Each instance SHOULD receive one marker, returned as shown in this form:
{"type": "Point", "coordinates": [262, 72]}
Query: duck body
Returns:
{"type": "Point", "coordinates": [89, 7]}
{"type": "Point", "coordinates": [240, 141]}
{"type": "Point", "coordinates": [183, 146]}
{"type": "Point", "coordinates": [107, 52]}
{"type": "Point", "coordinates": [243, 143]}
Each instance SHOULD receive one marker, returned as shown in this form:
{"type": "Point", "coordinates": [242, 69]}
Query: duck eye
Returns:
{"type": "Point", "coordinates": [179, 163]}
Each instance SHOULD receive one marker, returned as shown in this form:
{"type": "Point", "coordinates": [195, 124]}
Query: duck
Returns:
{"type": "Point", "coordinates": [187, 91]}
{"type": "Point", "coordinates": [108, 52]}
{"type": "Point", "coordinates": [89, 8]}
◆ ◆ ◆ ◆ ◆ ◆ ◆
THE REQUEST:
Put the lines above into a two-column CSV with the header request,answer and one row for each request. Place the request text and its answer each in a single quoted field, with line breaks replaced by spaces.

SOLUTION TO THIS PROBLEM:
request,answer
"Each instance SHOULD receive one marker, returned as shown in this form: {""type"": ""Point"", ""coordinates"": [262, 72]} Query: duck body Returns:","{""type"": ""Point"", ""coordinates"": [89, 7]} {""type"": ""Point"", ""coordinates"": [240, 141]} {""type"": ""Point"", ""coordinates"": [183, 146]} {""type"": ""Point"", ""coordinates"": [107, 52]} {""type"": ""Point"", ""coordinates"": [243, 143]}"
"Each instance SHOULD receive one marker, returned as shown in this form: {""type"": ""Point"", ""coordinates"": [242, 69]} Query: duck eye Returns:","{""type"": ""Point"", ""coordinates"": [179, 163]}"
"Each instance SHOULD receive one marker, returned as shown in this form: {""type"": ""Point"", ""coordinates"": [195, 124]} Query: duck Returns:","{""type"": ""Point"", ""coordinates"": [187, 91]} {""type"": ""Point"", ""coordinates"": [108, 52]} {""type"": ""Point"", ""coordinates"": [89, 8]}"